**Request 1:**
From the article about Lea Fastow's move to a halfway house, list every matter that it says must be approved by the prisons bureau.
**Request 2:**
Continue the article about Lea Fastow's move to a halfway house, picking up right after its final sentence.

**Source extract:**
Lea Fastow left an 11-story federal lockup in downtown Houston before sunrise Monday to move into a halfway house where she will serve the last few weeks of her yearlong prison term for failing to declare her husband's illegal kickbacks as income.
"It's supposed to be a tough year," she said as she left the prison flanked by her husband, sister and lawyers. "I'm going home to my family soon, and that's exactly what I'm looking forward to."
She arrived minutes later at the Leidel Comprehensive Sanction Center a few blocks from the federal detention center, said her attorney, Mike DeGeurin. Lea Fastow entered prison July 12, 2004, and is scheduled to be released July 10.
"There is no special treatment," DeGeurin said. "She is not getting any early release, and she is being treated like everyone else."
The Leidel center is a low-rise institutional structure where Fastow will have a few more freedoms than prison, but her life is not her own.
She'll be required to find a job and earn whatever the employer normally pays, but she'll leave behind menial onsite jobs like kitchen or laundry duty that pay less than 50 cents a day.
Everything, from what they wear to where they work to who they can visit, must be approved by the prisons bureau.

**Information given:**
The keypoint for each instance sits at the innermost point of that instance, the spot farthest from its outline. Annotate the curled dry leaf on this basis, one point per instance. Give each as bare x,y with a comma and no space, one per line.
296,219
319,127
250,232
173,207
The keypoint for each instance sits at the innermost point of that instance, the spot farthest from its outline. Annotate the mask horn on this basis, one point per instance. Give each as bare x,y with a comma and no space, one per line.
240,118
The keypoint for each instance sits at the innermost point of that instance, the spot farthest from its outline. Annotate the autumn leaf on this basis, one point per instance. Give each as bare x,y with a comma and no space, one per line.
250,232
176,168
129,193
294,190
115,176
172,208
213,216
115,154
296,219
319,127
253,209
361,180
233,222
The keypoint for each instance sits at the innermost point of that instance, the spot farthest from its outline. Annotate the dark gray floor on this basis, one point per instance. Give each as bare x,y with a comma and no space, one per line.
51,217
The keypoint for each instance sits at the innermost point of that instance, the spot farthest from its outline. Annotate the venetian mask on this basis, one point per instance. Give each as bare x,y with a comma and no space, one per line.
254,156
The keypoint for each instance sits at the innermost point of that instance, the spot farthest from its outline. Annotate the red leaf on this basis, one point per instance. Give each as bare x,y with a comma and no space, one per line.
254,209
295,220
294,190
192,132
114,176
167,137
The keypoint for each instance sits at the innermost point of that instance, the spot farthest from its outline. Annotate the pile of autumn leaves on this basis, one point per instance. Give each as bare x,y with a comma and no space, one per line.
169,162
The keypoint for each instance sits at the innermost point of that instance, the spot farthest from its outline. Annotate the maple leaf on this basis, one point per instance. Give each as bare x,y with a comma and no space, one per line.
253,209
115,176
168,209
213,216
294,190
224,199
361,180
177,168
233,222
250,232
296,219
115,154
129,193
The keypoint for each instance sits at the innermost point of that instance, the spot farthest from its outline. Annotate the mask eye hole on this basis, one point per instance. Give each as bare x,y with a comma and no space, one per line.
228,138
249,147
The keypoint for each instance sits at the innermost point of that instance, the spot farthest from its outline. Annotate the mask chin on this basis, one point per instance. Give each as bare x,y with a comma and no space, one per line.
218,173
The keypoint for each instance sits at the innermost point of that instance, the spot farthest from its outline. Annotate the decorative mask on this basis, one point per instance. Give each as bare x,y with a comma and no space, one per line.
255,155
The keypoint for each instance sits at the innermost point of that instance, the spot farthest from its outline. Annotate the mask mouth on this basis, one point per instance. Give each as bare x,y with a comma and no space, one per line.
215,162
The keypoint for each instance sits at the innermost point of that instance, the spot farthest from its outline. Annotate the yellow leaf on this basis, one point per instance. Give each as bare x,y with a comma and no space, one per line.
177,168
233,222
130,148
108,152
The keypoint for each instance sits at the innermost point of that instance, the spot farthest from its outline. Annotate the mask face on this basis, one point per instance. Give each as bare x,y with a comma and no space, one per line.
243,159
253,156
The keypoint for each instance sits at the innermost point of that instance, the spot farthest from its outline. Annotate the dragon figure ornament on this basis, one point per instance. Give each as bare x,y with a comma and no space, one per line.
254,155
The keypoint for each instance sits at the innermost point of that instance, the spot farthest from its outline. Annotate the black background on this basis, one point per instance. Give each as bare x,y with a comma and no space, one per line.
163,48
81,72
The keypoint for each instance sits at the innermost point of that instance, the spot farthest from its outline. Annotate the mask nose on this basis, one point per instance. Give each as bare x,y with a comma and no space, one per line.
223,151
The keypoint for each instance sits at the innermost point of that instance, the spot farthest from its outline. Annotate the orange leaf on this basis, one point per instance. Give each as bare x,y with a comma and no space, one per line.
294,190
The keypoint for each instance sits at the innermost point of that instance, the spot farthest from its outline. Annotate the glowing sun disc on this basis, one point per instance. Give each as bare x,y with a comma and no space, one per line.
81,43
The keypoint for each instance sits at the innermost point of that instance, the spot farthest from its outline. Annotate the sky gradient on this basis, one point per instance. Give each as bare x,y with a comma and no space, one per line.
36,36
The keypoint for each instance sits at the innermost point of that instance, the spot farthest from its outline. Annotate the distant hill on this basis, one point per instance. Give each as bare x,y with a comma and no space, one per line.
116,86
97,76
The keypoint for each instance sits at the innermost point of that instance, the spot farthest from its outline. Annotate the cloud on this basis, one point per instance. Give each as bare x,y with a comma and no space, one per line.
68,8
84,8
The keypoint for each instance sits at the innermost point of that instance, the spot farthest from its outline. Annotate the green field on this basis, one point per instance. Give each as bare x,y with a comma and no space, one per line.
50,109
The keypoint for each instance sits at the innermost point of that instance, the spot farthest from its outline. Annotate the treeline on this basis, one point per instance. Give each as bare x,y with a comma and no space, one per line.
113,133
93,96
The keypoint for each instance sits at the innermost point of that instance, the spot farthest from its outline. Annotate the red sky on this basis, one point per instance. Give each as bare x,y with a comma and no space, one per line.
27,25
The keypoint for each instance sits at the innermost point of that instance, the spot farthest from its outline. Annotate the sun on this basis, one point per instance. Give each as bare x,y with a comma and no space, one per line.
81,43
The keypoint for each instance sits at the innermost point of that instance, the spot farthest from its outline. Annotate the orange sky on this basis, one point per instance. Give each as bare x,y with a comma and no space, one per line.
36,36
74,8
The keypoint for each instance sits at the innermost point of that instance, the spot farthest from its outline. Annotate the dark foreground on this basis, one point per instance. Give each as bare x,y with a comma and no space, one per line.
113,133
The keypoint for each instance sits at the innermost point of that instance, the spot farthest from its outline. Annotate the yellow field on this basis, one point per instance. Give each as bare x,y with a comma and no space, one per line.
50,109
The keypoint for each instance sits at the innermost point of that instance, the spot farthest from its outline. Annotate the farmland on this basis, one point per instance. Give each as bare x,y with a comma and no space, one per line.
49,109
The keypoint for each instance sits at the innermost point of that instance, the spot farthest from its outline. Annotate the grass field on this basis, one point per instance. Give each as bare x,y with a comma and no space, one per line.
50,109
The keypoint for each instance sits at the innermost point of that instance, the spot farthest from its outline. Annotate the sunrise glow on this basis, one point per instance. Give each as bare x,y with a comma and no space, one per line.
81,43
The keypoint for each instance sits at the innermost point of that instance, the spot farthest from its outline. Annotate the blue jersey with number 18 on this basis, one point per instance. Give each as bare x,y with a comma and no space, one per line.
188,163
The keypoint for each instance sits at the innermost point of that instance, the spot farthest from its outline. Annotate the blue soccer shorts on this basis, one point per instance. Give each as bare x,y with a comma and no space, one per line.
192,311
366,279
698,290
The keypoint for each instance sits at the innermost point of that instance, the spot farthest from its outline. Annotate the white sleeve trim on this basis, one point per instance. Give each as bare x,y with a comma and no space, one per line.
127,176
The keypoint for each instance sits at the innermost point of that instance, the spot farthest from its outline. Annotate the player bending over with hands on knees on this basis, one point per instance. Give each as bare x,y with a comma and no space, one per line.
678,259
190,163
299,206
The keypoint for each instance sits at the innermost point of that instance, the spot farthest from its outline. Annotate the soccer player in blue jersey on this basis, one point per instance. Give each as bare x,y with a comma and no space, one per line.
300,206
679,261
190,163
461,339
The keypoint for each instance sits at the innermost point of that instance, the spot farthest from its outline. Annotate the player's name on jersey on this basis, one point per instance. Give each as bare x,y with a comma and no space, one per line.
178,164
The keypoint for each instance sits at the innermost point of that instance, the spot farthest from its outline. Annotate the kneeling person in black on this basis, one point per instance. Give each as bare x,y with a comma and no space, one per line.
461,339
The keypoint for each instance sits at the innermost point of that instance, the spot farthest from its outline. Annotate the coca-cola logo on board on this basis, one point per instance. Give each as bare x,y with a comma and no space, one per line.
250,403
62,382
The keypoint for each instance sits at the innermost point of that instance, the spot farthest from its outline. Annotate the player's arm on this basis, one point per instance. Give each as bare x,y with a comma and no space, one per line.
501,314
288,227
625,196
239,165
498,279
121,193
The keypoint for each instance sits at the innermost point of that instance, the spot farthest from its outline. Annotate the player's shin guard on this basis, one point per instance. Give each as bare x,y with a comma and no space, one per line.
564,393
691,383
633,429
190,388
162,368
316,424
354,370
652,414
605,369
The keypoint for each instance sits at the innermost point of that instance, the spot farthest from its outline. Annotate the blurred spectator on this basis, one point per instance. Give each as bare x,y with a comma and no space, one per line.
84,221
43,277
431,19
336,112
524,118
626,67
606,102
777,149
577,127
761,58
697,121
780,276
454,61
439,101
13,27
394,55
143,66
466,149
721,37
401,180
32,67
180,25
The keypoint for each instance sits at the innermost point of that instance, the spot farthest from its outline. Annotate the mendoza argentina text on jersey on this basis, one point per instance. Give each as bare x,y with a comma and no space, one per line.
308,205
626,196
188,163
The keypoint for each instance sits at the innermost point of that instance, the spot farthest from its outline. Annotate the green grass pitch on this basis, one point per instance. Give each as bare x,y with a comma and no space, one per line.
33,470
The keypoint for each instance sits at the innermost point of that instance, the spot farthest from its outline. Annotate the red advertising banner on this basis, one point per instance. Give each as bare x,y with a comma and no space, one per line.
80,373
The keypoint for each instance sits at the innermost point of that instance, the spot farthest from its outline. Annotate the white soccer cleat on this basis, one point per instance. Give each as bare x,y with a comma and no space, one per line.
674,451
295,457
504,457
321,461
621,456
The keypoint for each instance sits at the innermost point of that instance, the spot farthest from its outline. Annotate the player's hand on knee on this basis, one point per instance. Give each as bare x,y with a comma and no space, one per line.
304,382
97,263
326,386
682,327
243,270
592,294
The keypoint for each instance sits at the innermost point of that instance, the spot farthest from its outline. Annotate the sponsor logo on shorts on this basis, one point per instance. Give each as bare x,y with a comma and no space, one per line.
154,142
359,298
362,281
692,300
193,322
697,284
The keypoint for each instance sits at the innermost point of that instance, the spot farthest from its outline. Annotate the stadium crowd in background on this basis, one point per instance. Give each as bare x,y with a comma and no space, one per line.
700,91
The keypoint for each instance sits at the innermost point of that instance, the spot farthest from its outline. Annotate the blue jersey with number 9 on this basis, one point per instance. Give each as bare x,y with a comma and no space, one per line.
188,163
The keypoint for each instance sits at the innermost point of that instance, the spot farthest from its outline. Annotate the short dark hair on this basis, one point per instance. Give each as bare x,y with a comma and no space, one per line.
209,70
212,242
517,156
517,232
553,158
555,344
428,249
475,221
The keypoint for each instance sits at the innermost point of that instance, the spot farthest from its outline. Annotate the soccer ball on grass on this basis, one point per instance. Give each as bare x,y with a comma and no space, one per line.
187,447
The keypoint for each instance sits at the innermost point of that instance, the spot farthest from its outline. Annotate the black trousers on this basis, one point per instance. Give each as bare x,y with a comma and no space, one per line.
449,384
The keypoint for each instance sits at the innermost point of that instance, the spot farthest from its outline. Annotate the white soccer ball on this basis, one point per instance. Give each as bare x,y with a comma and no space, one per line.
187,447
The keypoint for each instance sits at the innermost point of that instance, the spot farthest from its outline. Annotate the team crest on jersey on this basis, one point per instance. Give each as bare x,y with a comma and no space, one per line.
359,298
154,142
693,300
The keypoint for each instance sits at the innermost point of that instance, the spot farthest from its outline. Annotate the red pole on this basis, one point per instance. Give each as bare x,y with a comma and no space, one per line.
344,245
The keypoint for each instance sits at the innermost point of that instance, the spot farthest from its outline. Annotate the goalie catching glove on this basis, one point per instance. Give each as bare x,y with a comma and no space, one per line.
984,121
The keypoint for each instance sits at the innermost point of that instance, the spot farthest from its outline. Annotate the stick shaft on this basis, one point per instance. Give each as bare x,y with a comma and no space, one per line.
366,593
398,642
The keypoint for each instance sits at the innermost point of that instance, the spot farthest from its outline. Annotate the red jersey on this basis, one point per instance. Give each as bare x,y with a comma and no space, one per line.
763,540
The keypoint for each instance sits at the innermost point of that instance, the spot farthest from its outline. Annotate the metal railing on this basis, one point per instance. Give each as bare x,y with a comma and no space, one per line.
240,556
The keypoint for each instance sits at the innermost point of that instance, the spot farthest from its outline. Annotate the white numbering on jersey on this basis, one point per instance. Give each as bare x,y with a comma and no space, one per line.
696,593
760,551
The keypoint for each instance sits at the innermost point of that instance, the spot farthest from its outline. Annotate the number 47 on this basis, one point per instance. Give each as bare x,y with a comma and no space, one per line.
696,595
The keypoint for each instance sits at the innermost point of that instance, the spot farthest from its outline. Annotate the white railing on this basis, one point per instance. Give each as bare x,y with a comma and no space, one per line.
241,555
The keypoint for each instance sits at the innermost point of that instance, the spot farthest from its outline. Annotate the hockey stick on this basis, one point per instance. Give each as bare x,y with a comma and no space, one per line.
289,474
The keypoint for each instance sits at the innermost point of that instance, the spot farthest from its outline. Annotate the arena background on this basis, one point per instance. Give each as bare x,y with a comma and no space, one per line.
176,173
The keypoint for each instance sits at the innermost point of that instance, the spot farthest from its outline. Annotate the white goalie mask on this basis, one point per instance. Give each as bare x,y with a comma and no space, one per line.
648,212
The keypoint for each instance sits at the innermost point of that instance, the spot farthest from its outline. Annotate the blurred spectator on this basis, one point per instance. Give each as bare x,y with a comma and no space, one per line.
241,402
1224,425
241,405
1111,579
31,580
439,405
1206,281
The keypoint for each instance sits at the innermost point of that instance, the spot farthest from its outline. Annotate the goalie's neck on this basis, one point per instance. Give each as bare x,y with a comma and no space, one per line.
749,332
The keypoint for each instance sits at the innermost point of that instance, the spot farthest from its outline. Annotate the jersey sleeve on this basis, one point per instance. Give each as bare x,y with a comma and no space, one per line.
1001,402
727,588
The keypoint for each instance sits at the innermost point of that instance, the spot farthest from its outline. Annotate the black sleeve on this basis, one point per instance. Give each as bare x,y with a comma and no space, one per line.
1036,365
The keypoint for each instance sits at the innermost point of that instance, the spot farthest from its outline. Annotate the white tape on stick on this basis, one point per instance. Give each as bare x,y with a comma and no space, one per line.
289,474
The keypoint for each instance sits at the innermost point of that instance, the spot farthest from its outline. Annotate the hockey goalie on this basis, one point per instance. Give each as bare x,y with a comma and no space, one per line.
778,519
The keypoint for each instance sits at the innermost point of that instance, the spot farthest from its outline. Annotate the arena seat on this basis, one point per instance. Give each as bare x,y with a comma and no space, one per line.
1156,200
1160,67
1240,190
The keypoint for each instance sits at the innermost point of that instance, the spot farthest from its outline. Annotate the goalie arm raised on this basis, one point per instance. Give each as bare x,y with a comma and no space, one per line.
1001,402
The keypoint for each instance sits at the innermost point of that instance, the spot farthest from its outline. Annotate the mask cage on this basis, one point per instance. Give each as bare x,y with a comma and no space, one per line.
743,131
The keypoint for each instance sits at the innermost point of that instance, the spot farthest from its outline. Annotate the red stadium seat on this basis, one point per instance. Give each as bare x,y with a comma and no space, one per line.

**Task response 1:**
- What they wear
- Where they work
- Who they can visit

**Task response 2:**
Halfway house residents can wear some of their own clothes rather than just the standard prison-issue uniforms and canvas shoes. They can also earn weekend passes away from the facility.
Inmates still have curfews, and Bond said case managers check up on them when they're at work or away from the halfway house. Inmates can't have cell phones, but they can drive their own cars to work or for authorized off-site visits.
"She can't just go out and have lunch with her friends," Bond said.
Terry Garcia, director of the Leidel facility, said it houses 150 men and women, and each has an individual plan for reintegration into the community and with their families. Lea Fastow pleaded guilty last year to a misdemeanor tax crime for failing to report on joint tax returns the gains from kickbacks she and her husband, Andrew, pocketed from his illegal dealings at Enron. Andrew Fastow is to be sentenced in June 2006. He also is expected to be a key witness in the January conspiracy and fraud trial of Enron founder Kenneth Lay, former CEO Jeffrey Skilling and former top accountant Richard Causey.